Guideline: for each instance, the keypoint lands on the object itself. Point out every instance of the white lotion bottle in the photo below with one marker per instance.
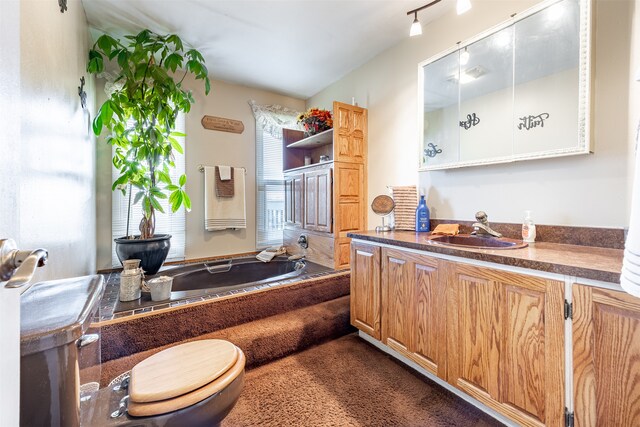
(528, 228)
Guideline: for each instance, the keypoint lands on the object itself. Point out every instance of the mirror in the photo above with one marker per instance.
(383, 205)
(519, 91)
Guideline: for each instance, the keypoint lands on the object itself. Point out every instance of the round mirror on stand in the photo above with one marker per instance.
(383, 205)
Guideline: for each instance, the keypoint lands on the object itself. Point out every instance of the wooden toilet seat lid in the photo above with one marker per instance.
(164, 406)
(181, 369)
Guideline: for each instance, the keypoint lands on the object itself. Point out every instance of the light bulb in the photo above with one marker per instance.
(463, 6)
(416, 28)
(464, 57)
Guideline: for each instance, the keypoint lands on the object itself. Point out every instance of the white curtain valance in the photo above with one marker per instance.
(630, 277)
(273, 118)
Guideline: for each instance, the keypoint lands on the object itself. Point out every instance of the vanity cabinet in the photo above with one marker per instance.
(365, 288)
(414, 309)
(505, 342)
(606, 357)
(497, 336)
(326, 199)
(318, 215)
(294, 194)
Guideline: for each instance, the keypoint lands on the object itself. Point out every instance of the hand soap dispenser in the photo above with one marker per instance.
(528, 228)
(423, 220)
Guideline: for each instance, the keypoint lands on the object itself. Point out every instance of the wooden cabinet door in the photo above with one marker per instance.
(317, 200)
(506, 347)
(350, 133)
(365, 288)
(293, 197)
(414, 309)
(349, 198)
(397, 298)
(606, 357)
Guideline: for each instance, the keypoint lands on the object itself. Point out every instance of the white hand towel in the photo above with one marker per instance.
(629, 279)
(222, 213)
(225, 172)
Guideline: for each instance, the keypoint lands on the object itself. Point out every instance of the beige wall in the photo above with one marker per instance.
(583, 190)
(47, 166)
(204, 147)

---

Return the material exactly as given, apart from the pictures.

Guideline: for each instance, the keypoint lands on the object itself. Point out every instance of the white lotion bottle in the photo below with one marker per instance.
(528, 228)
Guideline: for each instance, the keypoint lands on the object itself. Point out every instance of the mirror in the photo above with one marker per instance.
(383, 205)
(519, 91)
Guideline: for each instance, the keypoint lands on the object itself. Point out every instance of the round mirror on stand in the photo above with one marker per instance.
(383, 205)
Guideline: for each instance, the keypoint lands on the object itself. Point out every instance of the wooden toilet seat lid in the photo above with one marker per instance.
(164, 406)
(181, 369)
Guideline: for each instance, the keypoint lands on the object itself. Point out every instance of the light bulb in the photo above with one marker per instance.
(463, 6)
(416, 28)
(464, 57)
Guideline: for each instance, the keypoint lands on the object itself. Point out every instance of the white curtain valance in the photo above with one marker per instance.
(630, 277)
(273, 118)
Guideline: for each instance, the keypoint lands on the object itself. Point out every instance of the vanity cabinet in the photo above with one marker per instance.
(365, 288)
(414, 309)
(505, 342)
(606, 357)
(497, 336)
(326, 199)
(318, 215)
(294, 194)
Guideline: for each instance, the keypoint lands on the object itself. Point out every instance of the hand soap dispenser in the photo above with one marker per instance.
(528, 228)
(423, 220)
Guideline: for each instance, the keypoint lands on the object itself. Point out every instance of the wooden cabinet door in the photo above with one marker per instance.
(317, 200)
(506, 347)
(350, 133)
(365, 288)
(293, 197)
(414, 309)
(349, 198)
(397, 298)
(606, 357)
Guideline: for each instance, the keypoint lands on the object itself. Point out every instance of the white hand towel in the photo above with one marker per instance.
(629, 279)
(222, 213)
(225, 172)
Guideline: for each instance, the keypoint lands on the object itself. Point out every instance of the beige wall in the photo above with one marker per instance.
(583, 190)
(47, 166)
(204, 147)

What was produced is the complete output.